**任务说明**
从下面这段关于语音服务器选择方案的摘录的最后一句之后续写下去。

**摘录段落**
________________________
本申请实施例的主要解决方案是:在接收到语音信息后,向各个语音服务器发送所述语音信息;接收各个所述语音服务器反馈的文本信息,并确定各个所述语音服务器反馈所述文本信息的文本返回时长;根据各个所述文本信息确定各个所述语音服务器对应的语音识别质量分值,以根据各个所述语音服务器对应的文本返回时长以及语音识别质量分值,确定各个所述语音服务器的服务质量评分;将服务质量评分最高的所述服务器作为目标语音服务器。
由于终端根据各个语音服务器的文本返回时长以及语音识别质量分值,确定各个语音服务器的服务质量评分,从而选取服务指令评分最高的服务器作为目标服务器,使得终端能够得到服务质量较好的语音识别服务。
作为一种实现方案,终端可以如图1所示。
本申请实施例方案涉及的是终端,终端包括:处理器101,例如CPU,存储器102,通信总线103以及语音接收模块104。其中,通信总线103设置为实现这些组件之间的连接通信。
________________________
已保存的数据条目:

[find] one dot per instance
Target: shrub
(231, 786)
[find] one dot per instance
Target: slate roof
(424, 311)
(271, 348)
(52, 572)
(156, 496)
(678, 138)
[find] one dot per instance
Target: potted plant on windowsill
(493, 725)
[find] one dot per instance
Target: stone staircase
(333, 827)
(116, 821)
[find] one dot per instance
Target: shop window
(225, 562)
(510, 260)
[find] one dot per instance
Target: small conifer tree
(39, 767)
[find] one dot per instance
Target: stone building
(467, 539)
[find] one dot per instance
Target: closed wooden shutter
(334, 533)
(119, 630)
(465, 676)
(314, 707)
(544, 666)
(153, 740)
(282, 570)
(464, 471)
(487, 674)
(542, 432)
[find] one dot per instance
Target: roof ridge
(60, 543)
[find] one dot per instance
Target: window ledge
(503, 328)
________________________
**练习输出**
存储器102可以是高速RAM存储器,也可以是稳定的存储器(non-volatilememory),例如磁盘存储器。如图1所示,作为一种计算机存储介质的存储器102中可以包括语音服务器的确定程序;而处理器101可以设置 为调用存储器102中存储的语音服务器的确定程序,并执行以下操作:
在接收到语音信息后,向各个语音服务器发送所述语音信息;
接收各个所述语音服务器反馈的文本信息,并确定各个所述语音服务器反馈所述文本信息的文本返回时长;
根据各个所述文本信息确定各个所述语音服务器对应的语音识别质量分值,以根据各个所述语音服务器对应的文本返回时长以及语音识别质量分值,确定各个所述语音服务器的服务质量评分;
将服务质量评分最高的所述服务器作为目标语音服务器。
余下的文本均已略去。